Location identification entries
** START **
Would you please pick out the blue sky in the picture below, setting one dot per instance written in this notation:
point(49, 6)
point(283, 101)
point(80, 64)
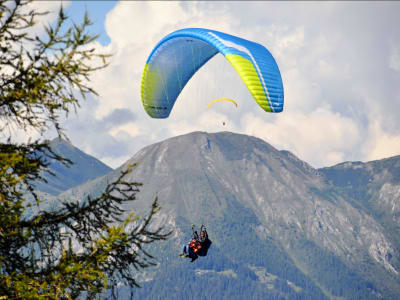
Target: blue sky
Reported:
point(97, 12)
point(340, 64)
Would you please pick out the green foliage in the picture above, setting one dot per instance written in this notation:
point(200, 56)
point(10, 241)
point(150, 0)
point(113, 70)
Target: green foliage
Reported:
point(83, 246)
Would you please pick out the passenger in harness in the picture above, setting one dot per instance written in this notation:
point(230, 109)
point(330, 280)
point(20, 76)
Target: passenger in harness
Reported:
point(198, 245)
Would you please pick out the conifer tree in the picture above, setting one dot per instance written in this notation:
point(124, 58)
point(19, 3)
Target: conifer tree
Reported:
point(80, 248)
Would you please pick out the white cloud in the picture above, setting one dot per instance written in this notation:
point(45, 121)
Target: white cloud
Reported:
point(381, 144)
point(320, 137)
point(395, 59)
point(333, 60)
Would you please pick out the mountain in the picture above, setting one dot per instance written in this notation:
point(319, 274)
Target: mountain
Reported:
point(84, 168)
point(280, 228)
** END **
- _Required work_: Please rescale the entries above by writing out every line again, requests included, with each coordinate in the answers multiplied by 0.85 and rounded to a whole number, halves rounding up, while the requests and their sample points stay unchanged. Leave the pictures out of your answer.

- _Reply to the exercise_:
Would you please pick out the blue sky in the picture below, setting one dot per instance written in this notation:
point(49, 6)
point(283, 101)
point(80, 64)
Target: blue sky
Reported:
point(82, 10)
point(289, 54)
Would you please pick out the green foliage in the picture above, setting one dot per instance written in this notation:
point(200, 56)
point(10, 241)
point(150, 0)
point(113, 70)
Target: green foliage
Reported:
point(71, 209)
Would you please pick out the passenger in harness in the picture above, setting one dot per instance written in this notation:
point(230, 109)
point(330, 280)
point(20, 76)
Target: passenger in harness
Reported:
point(168, 208)
Would you please pick out the conifer tree in the picture above, setting one dot per instance written in this notation:
point(124, 58)
point(19, 3)
Target: conifer tree
Reported:
point(68, 211)
Would you please pick out the white cloud in the picture above, setting one dot per instance written in this notation:
point(45, 121)
Target: white cloud
Reported:
point(324, 122)
point(272, 116)
point(336, 50)
point(283, 51)
Would you please pick out the mountain in the picture above, setting one dot per instance written in this notation:
point(319, 274)
Target: mountain
Reported:
point(71, 143)
point(238, 194)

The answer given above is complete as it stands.